» **Gegeven fragment**:
• • • • •
2.3 Partijen zijn het erover eens dat uit de uitspraak van de Afdeling bestuursrechtspraak van de Raad van State van 7 februari 2007 voortvloeit dat verweerders geen publiekrechtelijke beheerstaak ten aanzien van het pontveer bij Ilpendam hebben. Nu op verweerders geen zorgplicht tot instandhouding van een oeververbinding rust, houdt dit eveneens in dat verweerders deze zorgplicht niet konden beëindigen. Verweerders hebben de bestreden besluiten tot beëindiging van de zorgplicht dan ook onbevoegd genomen. Gelet hierop is het beroep gegrond en dienen de bestreden besluiten – voor zover ze betrekking hebben op de beëindiging van de zorgplicht - te worden vernietigd.
2.4 Voor zover verweerders in de bestreden besluiten hebben ingestemd met het aangaan van een exploitatie-overeenkomst met v.o.f. PontVeer Loots, overweegt de rechtbank dat dit een besluit ter voorbereiding van een privaatrechtelijke rechtshandeling betreft, waartegen ingevolge artikel 8:3 Algemene wet bestuursrecht geen beroep kan worden ingesteld. Nu dit onderdeel van de bestreden besluiten zich aan de competentie van de bestuursrechter onttrekt, dient het beroep, voor zover hiertegen gericht, niet-ontvankelijk te worden verklaard.
2.5 De rechtbank merkt ten overvloede nog op dat mr. Metselaar ter zitting te kennen heeft gegeven dat begin september op bestuurlijk niveau overleg zal plaats vinden tussen het ministerie, de provincie en de gemeenten Landsmeer en Waterland om te bezien welke exacte consequenties de voornoemde uitspraak van de Afdeling bestuursrechtspraak heeft. De verwachting is dat de gemachtigde van eisers begin oktober van de resultaten van dit overleg op de hoogte kan worden gebracht en dat dan duidelijk is hoe de thans weer opengevallen bezwaarprocedure in de betreffende zaak verder zal worden afgewikkeld.
• • • • •
Opgeslagen gegevens:

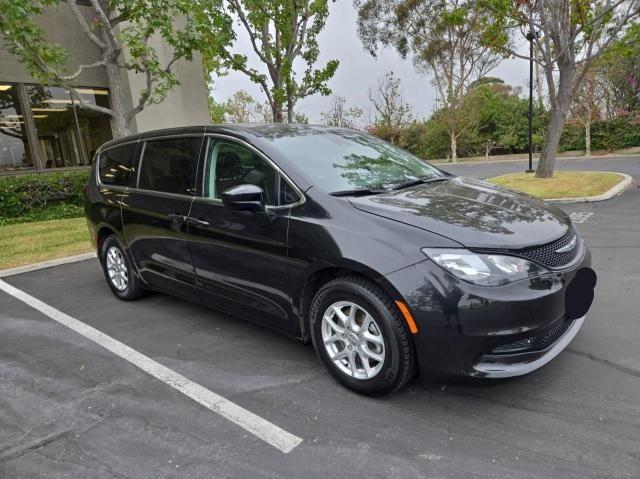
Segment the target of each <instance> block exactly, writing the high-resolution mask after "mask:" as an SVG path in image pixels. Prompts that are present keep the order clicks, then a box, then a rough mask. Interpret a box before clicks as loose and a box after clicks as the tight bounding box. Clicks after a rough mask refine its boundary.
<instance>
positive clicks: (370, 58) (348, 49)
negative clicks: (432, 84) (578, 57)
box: [213, 0, 529, 123]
• • • • •
» **Jouw opdracht**: Noem alle partijen die volgens het fragment over de uitspraak van de Raad van State begin september op bestuurlijk niveau overleg zullen voeren.

» **Uitwerking opgave**:
- het ministerie
- de provincie
- de gemeente Landsmeer
- de gemeente Waterland